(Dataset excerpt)
--- begin ---
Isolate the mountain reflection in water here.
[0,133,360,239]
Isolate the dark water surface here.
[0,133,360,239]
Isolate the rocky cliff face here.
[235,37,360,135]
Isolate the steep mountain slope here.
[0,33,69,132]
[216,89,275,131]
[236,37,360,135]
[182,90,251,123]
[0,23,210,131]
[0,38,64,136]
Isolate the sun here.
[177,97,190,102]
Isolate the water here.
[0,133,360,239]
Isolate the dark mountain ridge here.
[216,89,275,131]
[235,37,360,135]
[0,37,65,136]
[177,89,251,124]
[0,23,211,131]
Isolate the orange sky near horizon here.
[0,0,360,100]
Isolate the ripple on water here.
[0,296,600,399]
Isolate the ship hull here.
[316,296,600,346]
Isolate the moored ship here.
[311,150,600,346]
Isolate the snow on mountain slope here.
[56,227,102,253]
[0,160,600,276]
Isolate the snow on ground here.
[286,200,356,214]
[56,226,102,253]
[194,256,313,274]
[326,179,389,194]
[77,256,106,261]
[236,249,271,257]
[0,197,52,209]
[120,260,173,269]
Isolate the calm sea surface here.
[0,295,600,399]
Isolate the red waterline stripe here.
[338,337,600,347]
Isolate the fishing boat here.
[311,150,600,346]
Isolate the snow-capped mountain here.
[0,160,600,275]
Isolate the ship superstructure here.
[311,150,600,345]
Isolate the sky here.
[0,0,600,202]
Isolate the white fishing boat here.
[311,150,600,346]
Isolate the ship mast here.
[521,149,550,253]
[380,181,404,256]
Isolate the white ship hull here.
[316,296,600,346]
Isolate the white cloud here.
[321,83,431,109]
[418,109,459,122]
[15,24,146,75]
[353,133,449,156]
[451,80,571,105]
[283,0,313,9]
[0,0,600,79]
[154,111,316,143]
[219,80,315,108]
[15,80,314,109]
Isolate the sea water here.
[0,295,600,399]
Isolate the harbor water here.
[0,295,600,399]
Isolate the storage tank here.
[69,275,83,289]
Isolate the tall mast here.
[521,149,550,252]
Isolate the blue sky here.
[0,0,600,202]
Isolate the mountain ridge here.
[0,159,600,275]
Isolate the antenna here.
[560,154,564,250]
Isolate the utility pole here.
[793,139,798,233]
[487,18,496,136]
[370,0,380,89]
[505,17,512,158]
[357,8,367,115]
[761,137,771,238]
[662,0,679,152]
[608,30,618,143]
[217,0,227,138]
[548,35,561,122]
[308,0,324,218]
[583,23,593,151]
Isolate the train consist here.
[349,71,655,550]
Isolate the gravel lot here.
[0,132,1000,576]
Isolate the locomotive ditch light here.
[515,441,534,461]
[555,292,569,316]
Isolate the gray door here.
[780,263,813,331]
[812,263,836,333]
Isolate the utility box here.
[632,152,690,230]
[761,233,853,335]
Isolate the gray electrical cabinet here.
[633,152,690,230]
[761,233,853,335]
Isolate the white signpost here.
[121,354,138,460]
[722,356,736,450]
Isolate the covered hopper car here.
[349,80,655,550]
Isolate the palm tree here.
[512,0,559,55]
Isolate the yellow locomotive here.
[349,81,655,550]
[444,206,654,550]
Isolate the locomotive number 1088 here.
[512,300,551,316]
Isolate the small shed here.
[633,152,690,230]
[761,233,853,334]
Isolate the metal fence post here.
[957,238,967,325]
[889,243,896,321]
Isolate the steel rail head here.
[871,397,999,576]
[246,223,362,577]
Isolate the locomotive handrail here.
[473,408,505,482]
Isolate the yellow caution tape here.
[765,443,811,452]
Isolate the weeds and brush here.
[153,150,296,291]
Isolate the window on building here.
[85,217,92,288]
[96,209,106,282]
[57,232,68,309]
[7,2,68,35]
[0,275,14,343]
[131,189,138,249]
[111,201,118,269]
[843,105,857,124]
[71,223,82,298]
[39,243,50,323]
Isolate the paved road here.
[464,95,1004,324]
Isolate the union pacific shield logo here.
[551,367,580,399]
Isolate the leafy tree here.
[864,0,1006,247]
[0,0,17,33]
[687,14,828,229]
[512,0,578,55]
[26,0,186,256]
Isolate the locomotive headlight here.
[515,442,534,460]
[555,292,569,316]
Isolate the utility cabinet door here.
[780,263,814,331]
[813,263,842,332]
--- end ---
Exercise directions: Find every line in the rows above that contains the string "ship", and copy each of those lines. Case matters.

Answer to this problem:
Isolate the ship hull here.
Isolate the moored ship here.
Isolate the ship superstructure here.
Isolate the ship mast here.
Isolate the white ship hull here.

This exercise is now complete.